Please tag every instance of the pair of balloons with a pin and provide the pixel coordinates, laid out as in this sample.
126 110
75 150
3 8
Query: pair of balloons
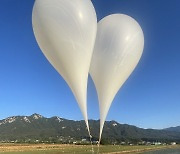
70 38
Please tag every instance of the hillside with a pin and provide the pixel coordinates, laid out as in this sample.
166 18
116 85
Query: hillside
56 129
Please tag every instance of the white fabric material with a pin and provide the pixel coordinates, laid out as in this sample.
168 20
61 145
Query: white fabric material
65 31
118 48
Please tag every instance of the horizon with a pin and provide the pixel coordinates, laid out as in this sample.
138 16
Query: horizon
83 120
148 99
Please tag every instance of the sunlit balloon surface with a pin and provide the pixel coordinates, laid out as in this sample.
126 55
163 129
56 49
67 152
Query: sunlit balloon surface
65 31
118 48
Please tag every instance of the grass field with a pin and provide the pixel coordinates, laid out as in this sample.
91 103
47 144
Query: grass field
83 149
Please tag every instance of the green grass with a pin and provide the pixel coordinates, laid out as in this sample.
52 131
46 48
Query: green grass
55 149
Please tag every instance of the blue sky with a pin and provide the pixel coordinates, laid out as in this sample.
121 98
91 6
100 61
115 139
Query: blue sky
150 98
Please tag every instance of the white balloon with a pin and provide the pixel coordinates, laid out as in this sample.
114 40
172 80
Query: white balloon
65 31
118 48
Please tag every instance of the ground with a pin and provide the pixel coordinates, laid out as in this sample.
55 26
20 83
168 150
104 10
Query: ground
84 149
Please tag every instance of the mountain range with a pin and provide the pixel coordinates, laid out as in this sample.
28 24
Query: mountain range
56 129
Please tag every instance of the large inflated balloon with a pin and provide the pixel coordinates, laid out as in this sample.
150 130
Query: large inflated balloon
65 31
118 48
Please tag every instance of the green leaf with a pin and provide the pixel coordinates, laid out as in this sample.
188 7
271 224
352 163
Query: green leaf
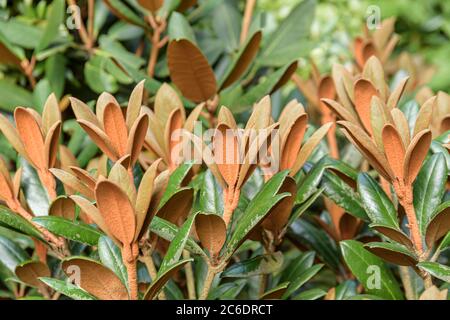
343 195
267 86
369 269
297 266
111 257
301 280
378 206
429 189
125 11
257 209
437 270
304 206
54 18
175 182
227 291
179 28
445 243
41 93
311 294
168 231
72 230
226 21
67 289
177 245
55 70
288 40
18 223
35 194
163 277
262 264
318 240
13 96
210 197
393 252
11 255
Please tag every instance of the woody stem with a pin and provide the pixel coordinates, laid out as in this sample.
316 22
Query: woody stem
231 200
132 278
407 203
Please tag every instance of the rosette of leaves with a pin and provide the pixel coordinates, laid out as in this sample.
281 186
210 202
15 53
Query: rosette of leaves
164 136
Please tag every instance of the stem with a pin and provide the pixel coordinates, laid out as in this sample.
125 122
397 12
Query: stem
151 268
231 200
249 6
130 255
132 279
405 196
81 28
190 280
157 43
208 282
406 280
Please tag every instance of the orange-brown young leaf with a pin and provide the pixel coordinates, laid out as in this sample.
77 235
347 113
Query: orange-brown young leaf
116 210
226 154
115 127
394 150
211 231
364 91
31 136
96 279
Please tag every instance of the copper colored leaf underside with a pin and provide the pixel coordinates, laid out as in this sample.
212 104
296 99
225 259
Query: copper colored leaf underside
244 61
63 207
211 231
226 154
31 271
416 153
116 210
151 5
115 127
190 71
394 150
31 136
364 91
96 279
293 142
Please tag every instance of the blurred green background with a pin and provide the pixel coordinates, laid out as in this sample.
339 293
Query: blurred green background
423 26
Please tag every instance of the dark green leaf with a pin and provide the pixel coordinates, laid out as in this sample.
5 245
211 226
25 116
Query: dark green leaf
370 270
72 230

▶ _TRY IT_
Transcribe every line in the entries above, taking out only the images.

▶ _EXERCISE OUTPUT_
Please tag every instance of the pair of balloons with a pin and provide the pixel coordinates, laid out as in this sample.
126 110
75 150
3 8
Query: pair of balloons
70 38
Please tag every instance of the hillside with a pin and provide the pixel coordinates, laid out as in this sample.
166 18
116 85
Query: hillside
56 129
Please tag every instance of the white fabric material with a pin and provide the pixel coordinates, laid out as in this sample.
168 20
61 145
Query: white fabric material
65 31
118 48
Please tag every instance of the horizon with a pin and provide the pixel coordinates, laid out as in this sample.
138 16
Query: horizon
83 120
148 99
Please tag every instance of the sunlit balloon surface with a pin and provide the pixel coordinates, laid out as in this sample.
126 55
163 129
56 49
67 152
Query: sunlit balloon surface
65 31
118 48
Please tag every instance of the grass field with a pin and provide the pixel coordinates, laid out as in this sample.
91 103
47 144
Query: grass field
83 149
Please tag every instance of the green grass with a pin and provide the pixel coordinates, laid out as in this sample.
52 131
46 48
Query: green grass
55 149
Please tag every instance of the blue sky with a pin and provide the pixel coordinates, laid out as in this sample.
121 98
91 6
100 61
115 139
Query: blue sky
150 98
Please tag every instance of the white balloon with a pin and provide the pixel coordinates, laid out as in this sample.
114 40
172 80
Query: white balloon
65 31
118 48
Please tag every instance of the ground with a pin and provide the pixel coordinates, laid out as in this sample.
55 26
20 83
168 150
104 10
Query: ground
84 149
Please tag every instance of the mountain range with a pin and provide the pixel coordinates, laid out as in this sample.
28 24
Query: mountain range
56 129
Please tag every instance of the large inflated balloon with a pin and provide the pixel coordinates, laid out as in this sample.
150 130
Query: large inflated balloon
65 31
118 48
Please tag every instance of the green leaf with a pin and provide the pixel coordinates, laid out as in this sample.
188 7
271 224
352 163
Query: green leaf
343 195
267 86
369 269
297 266
111 257
301 280
378 206
429 189
125 11
257 209
437 270
304 206
54 18
175 182
227 291
179 28
445 243
41 93
311 294
168 231
72 230
226 21
67 289
177 245
55 70
288 40
18 223
35 194
163 277
262 264
318 240
13 96
210 197
393 252
11 255
Please tag every instance of the woody stem with a pin and provide the pixel coordinates, laid out as in this sample.
316 22
Query: woody stem
231 200
132 278
407 203
Please tag every instance of the rosette of leaves with a pin and provide the pixel coordinates, laid out as in this sample.
281 186
210 202
15 53
Query: rosette of leaves
164 136
Please tag every instance of the stem with a pin and provide the pixel coordinates, laid out as in this sample.
125 122
397 12
Query: stem
151 268
231 200
249 6
130 255
132 279
405 196
81 28
190 280
157 43
208 282
406 280
Please tag every instance of the orange-brown young leaf with a pin and provide the pixel coordinates, laid out as in this sample.
77 235
347 113
Query: orange-brown young leaf
116 210
226 154
115 127
394 150
211 231
364 91
31 136
96 279
Please tag every instance of the copper colored leaf underside with a pin and provide the pixel coordinates, laid out as in this sample.
212 104
296 99
225 259
Query: copper colored leaf underside
244 61
63 207
211 231
226 154
31 271
416 153
116 210
151 5
115 127
190 71
394 150
31 136
364 91
96 279
293 142
Please tag every instance of the blurred green background with a pin and provide the pixel coordinates, laid out as in this sample.
339 293
Query: blurred green background
423 26
Please tag every instance of the dark green leaf with a pin and provide the pixel coordinates, laid out as in this sample.
5 245
211 226
25 116
Query: dark green leaf
370 270
72 230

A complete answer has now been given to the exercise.